• **What needs to be done**: The full set of records is to be reproduced verbatim.

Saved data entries
--------
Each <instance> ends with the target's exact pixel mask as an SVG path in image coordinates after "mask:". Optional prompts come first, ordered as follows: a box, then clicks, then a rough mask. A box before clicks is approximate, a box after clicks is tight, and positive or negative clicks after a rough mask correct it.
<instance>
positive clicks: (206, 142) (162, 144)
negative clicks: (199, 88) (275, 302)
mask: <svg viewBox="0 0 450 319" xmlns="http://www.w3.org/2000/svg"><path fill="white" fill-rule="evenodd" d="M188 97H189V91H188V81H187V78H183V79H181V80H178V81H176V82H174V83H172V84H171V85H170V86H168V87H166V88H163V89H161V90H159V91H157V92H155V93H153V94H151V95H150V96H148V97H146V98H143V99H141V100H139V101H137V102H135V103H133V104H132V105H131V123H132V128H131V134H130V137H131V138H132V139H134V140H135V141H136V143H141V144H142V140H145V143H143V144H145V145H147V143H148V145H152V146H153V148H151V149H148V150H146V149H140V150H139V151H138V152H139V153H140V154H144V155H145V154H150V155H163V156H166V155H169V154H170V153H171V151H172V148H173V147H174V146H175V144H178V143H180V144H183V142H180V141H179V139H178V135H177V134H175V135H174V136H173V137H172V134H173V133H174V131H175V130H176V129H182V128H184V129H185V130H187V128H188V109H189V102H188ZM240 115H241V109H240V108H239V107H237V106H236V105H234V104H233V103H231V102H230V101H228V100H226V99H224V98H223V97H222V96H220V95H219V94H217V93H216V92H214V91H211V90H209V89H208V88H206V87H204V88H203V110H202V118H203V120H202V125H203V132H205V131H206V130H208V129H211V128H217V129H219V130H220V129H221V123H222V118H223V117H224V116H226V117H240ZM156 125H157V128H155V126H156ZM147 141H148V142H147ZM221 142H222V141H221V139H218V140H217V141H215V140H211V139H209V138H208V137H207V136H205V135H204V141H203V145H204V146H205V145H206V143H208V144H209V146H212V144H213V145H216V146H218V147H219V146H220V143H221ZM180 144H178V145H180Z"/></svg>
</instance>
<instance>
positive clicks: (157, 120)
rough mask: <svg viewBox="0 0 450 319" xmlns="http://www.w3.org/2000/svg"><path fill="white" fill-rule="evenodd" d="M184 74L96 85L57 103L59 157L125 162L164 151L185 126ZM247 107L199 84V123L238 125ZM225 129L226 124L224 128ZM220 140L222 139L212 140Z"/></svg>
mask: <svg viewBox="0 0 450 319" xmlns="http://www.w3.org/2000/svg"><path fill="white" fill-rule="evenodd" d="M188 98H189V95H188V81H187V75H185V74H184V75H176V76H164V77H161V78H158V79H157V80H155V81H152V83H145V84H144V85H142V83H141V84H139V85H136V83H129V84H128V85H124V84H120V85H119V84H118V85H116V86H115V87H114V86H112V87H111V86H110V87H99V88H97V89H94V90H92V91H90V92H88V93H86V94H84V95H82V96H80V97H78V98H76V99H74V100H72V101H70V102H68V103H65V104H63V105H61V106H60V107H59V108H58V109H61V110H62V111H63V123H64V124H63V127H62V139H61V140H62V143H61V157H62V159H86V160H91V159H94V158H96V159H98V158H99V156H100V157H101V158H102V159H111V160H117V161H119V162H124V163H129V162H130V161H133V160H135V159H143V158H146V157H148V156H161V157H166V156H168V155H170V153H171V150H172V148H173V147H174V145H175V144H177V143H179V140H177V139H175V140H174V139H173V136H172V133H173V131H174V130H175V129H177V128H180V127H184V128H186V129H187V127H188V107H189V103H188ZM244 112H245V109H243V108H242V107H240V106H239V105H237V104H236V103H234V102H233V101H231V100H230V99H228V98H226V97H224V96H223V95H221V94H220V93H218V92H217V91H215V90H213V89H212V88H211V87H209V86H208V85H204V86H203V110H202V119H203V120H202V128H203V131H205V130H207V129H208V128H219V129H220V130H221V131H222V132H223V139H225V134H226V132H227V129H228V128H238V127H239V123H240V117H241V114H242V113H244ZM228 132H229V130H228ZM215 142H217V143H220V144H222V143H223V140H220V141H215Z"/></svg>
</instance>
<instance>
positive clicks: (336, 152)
--------
• **Exercise answer**:
Each <instance> ends with the target's exact pixel mask as an SVG path in image coordinates after "mask:". Optional prompts come first, ordered as follows: a box, then clicks, then a rough mask. A box before clicks is approximate, a box after clicks is tight, and positive or negative clicks after a rough mask correct it.
<instance>
positive clicks: (206, 142) (162, 144)
negative clicks: (199, 88) (275, 302)
mask: <svg viewBox="0 0 450 319" xmlns="http://www.w3.org/2000/svg"><path fill="white" fill-rule="evenodd" d="M188 97H189V91H188V81H187V78H183V79H181V80H178V81H176V82H174V83H172V84H171V85H170V86H168V87H166V88H163V89H161V90H159V91H157V92H155V93H153V94H151V95H150V96H148V97H146V98H143V99H141V100H139V101H137V102H135V103H133V104H132V105H131V123H132V128H131V134H130V137H131V138H132V139H134V140H135V141H136V143H141V144H142V140H145V143H143V144H145V145H147V143H148V145H152V146H153V148H151V149H148V150H146V149H140V150H139V151H138V152H139V153H140V154H144V155H145V154H150V155H163V156H166V155H169V154H170V153H171V151H172V148H173V147H174V146H175V144H178V143H180V144H183V142H180V141H179V139H178V135H177V134H175V135H174V136H173V137H172V134H173V133H174V131H175V130H176V129H182V128H184V129H185V130H187V128H188V109H189V102H188ZM240 115H241V109H240V108H239V107H237V106H236V105H234V104H233V103H231V102H230V101H228V100H226V99H224V98H223V97H222V96H220V95H219V94H217V93H216V92H214V91H211V90H209V89H208V88H206V87H204V88H203V110H202V118H203V120H202V125H203V132H205V131H206V130H208V129H211V128H217V129H219V130H220V129H221V123H222V118H223V117H224V116H226V117H240ZM156 125H157V128H155V126H156ZM147 141H148V142H147ZM221 142H222V141H221V139H218V140H217V141H215V140H211V139H209V138H208V137H207V136H205V135H204V141H203V145H204V146H205V145H206V143H208V144H209V146H212V144H213V145H216V146H218V147H219V146H220V143H221ZM180 144H178V145H180Z"/></svg>
</instance>
<instance>
positive clicks: (157, 120)
rough mask: <svg viewBox="0 0 450 319" xmlns="http://www.w3.org/2000/svg"><path fill="white" fill-rule="evenodd" d="M184 74L96 85L57 103L59 157L125 162L164 151L185 126ZM247 107L199 84V123L238 125ZM225 129L226 124L224 128ZM220 140L222 139L212 140Z"/></svg>
mask: <svg viewBox="0 0 450 319" xmlns="http://www.w3.org/2000/svg"><path fill="white" fill-rule="evenodd" d="M188 98H189V95H188V81H187V75H185V74H184V75H176V76H164V77H161V78H158V79H157V80H155V81H152V83H145V84H144V85H142V83H141V84H139V85H136V83H129V84H128V85H124V84H120V85H119V84H118V85H116V86H115V87H114V86H112V87H111V86H110V87H99V88H97V89H94V90H92V91H90V92H88V93H86V94H84V95H82V96H80V97H78V98H76V99H74V100H72V101H70V102H68V103H65V104H63V105H61V106H60V107H59V108H58V109H61V110H62V111H63V123H64V124H63V127H62V139H61V140H62V143H61V157H62V159H86V160H91V159H94V158H96V159H98V158H99V156H100V157H101V158H102V159H111V160H117V161H119V162H124V163H129V162H130V161H133V160H135V159H143V158H146V157H148V156H161V157H166V156H168V155H170V153H171V150H172V148H173V147H174V145H175V144H177V143H179V140H177V139H175V140H174V139H173V136H172V133H173V131H174V130H175V129H177V128H180V127H184V128H186V129H187V127H188V107H189V103H188ZM244 112H245V109H243V108H242V107H240V106H239V105H237V104H236V103H234V102H233V101H231V100H230V99H228V98H226V97H224V96H223V95H221V94H220V93H218V92H217V91H215V90H213V89H212V88H211V87H209V86H208V85H204V86H203V110H202V119H203V120H202V128H203V131H205V130H207V129H208V128H219V129H220V130H221V131H222V132H223V139H225V134H226V132H227V129H228V128H238V127H239V123H240V117H241V114H242V113H244ZM228 132H229V130H228ZM215 142H217V143H220V144H222V143H223V140H220V141H215Z"/></svg>
</instance>
<instance>
positive clicks: (336, 152)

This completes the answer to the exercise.